Periodic Reporting for period 3 - EUTHORITY (Conflict and Cooperation in the EU Heterarchical Legal System)

Reporting period: 2018-09-01 to 2020-02-29

The EUTHORITY Project investigates patterns of conflict and cooperation between domestic and supranational courts in the European Union legal system. The generic question it seeks to answer is why and when national judges choose to cooperate and why when they choose to resist the authority of supranational courts.

Organizations and supranational legal regimes like the EU have very limited enforcement capacities. For that reason, the effectiveness of their laws depends on the support of domestic actors such as domestic courts. Domestic judges, though, are not on the EU payroll. The EU cannot promote, demote or fire them. Nor do EU courts have the power to reverse their doctrinal determinations. This heterarchical setting creates opportunities for domestic judges to resist the authority of EU law and to negotiate the terms under which they cooperate with EU judges. As intermittent defiance coexists with patterns of active compliance and pockets of covert disobedience, the absence of a judicial hierarchy can affect the reach of supranational rulemaking and result in fragmented and unequal judicial enforcement. While such a decentralised legal system may be favoured by those who wish to limit the power of ECJ judges, it may also produce inequalities in the application of EU law across courts and EU member states. These disparities have direct, practical implications for EU citizens.

The overall aim of the EUTHORITY Project is to document and identify the factors that determine the position of domestic peak courts--i.e. supreme and constitutional courts--towards EU law and legal integration. Towards that end, the investigators model strategic dynamics within the EU multi-level judiciary and undertake to collect and analyse data on the organizational structure, attitudes and decisions of peak courts across all EU-28 member states.

Written exercise 1:
Answer these questions about the EUTHORITY report, one per line:
(a) What reporting period does it cover?
(b) What three things does it say the EU cannot do to domestic judges?
(c) Which courts does it identify as domestic peak courts?

Stored rows:

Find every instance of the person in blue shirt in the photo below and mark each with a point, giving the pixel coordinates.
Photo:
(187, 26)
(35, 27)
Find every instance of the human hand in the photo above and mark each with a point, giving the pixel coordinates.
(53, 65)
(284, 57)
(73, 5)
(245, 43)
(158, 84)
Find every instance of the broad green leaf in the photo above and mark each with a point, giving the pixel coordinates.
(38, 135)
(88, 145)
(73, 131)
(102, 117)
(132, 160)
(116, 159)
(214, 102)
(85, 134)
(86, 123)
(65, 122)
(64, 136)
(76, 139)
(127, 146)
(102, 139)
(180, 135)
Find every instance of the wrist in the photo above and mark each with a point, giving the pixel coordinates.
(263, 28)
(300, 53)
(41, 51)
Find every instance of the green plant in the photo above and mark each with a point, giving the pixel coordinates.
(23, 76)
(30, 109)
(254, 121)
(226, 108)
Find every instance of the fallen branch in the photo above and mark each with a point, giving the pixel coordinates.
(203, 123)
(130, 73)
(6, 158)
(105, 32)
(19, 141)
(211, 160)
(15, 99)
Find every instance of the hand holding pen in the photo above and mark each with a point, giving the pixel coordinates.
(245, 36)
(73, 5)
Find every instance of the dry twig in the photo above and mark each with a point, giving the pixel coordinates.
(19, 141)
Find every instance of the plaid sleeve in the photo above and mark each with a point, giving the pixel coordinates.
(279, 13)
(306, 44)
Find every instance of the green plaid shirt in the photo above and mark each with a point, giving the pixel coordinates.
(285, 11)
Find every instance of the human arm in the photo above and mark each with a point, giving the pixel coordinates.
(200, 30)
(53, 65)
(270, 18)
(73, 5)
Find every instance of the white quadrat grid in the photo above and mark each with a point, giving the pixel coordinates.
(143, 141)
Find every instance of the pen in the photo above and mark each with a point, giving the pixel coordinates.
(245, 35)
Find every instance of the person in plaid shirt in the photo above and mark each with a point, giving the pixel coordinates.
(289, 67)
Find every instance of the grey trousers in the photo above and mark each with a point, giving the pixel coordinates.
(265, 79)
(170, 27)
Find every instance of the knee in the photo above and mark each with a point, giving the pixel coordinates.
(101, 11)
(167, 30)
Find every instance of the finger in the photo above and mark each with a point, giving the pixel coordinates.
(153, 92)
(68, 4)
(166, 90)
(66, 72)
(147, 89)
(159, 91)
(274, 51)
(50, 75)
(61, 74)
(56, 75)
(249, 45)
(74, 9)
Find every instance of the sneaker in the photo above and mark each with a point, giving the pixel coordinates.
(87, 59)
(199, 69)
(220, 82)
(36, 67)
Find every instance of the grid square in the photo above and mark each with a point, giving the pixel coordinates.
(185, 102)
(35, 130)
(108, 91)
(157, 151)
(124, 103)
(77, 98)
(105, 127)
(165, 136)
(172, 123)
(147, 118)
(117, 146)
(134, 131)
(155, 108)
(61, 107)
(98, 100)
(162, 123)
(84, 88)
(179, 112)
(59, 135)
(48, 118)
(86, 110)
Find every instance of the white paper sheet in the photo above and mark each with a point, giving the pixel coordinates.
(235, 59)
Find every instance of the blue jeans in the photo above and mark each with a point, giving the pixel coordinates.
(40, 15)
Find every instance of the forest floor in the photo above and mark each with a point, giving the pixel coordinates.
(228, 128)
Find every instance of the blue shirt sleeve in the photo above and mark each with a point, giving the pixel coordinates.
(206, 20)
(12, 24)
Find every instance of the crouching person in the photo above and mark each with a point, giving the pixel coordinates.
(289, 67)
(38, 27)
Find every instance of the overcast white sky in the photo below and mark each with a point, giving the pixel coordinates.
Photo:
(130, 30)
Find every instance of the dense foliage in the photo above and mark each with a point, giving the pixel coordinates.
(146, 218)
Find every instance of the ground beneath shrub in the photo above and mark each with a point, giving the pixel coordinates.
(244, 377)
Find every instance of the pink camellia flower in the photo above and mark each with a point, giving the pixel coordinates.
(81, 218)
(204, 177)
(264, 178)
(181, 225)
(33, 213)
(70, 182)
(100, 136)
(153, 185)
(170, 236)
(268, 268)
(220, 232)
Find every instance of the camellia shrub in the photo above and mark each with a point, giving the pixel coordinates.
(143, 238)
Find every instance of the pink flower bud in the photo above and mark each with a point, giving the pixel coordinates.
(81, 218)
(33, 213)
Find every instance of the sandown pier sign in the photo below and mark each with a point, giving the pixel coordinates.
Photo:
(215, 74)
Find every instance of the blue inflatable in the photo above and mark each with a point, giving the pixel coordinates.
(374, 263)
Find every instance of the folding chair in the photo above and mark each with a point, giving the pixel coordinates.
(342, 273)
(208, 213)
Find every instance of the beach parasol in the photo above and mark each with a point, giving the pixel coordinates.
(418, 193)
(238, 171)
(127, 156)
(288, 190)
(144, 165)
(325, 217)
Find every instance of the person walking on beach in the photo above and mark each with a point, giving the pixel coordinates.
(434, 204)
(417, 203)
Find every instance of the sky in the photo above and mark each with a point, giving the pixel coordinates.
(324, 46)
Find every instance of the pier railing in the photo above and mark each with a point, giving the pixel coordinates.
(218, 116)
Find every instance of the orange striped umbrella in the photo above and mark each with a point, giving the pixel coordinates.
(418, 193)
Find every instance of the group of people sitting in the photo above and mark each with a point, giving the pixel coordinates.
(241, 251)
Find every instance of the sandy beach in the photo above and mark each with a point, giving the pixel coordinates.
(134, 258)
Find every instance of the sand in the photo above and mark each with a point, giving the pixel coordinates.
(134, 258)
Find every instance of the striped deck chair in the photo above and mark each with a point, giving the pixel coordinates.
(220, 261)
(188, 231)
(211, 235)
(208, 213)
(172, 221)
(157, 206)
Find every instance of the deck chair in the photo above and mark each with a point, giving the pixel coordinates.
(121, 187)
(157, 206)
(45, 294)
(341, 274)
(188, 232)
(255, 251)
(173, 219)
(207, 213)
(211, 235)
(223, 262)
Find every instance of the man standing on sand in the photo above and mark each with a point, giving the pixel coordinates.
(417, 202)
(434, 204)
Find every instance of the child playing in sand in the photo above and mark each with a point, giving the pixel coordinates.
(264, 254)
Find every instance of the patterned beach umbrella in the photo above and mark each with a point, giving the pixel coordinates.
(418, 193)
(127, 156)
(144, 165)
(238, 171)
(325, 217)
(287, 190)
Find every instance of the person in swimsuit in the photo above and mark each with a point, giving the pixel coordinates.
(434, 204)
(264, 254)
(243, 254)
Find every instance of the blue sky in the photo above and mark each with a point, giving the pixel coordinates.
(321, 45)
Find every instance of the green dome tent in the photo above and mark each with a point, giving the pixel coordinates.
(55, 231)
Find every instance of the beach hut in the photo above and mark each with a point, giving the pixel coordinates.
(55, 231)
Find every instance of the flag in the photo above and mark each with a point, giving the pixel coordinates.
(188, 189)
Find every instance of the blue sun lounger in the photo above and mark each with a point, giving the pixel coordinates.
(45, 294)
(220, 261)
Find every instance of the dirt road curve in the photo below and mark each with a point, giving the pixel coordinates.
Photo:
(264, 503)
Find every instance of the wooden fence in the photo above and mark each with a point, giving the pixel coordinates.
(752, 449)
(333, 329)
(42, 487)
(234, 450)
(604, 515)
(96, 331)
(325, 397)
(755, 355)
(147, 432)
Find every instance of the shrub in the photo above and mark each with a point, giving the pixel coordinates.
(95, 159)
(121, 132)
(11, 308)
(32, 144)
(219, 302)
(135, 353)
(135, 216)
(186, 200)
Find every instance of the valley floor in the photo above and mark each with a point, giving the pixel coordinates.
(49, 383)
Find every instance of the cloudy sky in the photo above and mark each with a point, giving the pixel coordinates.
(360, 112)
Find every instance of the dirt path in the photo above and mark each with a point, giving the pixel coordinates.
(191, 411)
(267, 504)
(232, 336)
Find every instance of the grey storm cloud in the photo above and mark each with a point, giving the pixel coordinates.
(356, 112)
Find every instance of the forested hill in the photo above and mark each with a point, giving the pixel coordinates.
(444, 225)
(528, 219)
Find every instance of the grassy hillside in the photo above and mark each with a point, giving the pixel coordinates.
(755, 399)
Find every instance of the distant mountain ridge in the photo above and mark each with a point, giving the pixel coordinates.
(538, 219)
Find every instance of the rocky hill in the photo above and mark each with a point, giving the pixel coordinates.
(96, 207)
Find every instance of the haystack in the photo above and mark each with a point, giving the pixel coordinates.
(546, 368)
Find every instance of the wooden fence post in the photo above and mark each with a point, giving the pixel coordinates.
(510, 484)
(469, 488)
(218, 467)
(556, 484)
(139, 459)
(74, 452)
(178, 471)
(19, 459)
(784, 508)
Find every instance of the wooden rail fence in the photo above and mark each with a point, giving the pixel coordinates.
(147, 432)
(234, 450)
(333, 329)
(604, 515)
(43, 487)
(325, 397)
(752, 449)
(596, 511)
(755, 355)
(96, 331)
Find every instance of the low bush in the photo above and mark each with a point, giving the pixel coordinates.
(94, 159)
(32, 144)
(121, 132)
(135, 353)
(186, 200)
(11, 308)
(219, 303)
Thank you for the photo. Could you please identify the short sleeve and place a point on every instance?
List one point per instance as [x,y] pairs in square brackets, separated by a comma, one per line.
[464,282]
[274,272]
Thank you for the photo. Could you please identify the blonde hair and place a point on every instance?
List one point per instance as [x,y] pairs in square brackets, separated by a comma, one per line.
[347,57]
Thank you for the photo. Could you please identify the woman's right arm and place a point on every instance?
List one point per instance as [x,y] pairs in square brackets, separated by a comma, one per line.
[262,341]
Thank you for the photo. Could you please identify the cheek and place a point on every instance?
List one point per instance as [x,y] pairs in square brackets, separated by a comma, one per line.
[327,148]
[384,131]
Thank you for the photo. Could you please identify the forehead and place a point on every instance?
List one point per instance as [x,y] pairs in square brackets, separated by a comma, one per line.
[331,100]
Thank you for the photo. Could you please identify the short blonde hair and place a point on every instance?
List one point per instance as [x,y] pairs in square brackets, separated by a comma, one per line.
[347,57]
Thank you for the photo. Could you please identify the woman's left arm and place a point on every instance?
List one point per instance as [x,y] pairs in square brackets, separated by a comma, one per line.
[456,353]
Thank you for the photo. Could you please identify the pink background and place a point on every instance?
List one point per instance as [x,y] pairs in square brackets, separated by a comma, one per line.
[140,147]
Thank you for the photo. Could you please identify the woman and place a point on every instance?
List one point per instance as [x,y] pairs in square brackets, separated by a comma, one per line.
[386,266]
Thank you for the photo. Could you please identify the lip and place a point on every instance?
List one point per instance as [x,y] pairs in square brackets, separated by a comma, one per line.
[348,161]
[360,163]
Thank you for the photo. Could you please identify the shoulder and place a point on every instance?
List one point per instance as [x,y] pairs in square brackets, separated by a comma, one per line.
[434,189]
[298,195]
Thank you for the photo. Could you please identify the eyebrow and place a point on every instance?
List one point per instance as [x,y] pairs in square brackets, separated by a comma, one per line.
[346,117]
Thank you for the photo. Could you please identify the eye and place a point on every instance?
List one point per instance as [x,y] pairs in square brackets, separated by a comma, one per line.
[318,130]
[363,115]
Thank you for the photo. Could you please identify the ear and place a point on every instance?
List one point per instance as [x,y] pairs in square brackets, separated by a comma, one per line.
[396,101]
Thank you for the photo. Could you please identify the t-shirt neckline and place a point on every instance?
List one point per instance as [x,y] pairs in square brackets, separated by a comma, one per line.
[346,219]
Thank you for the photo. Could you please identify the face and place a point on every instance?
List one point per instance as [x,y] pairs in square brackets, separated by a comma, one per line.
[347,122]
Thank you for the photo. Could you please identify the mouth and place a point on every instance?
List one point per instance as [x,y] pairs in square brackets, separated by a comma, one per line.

Written exercise 2: Transcribe everything in the records from the line containing "Thank you for the photo. Could you please identify the mouth" down through the last line of the records.

Full answer 1:
(a) 2018-09-01 to 2020-02-29
(b) Promote, demote or fire them
(c) Supreme and constitutional courts

Full answer 2:
Thank you for the photo. Could you please identify the mouth and place a point on every instance?
List one point per instance as [x,y] pairs in square brackets, separated by a comma, one per line.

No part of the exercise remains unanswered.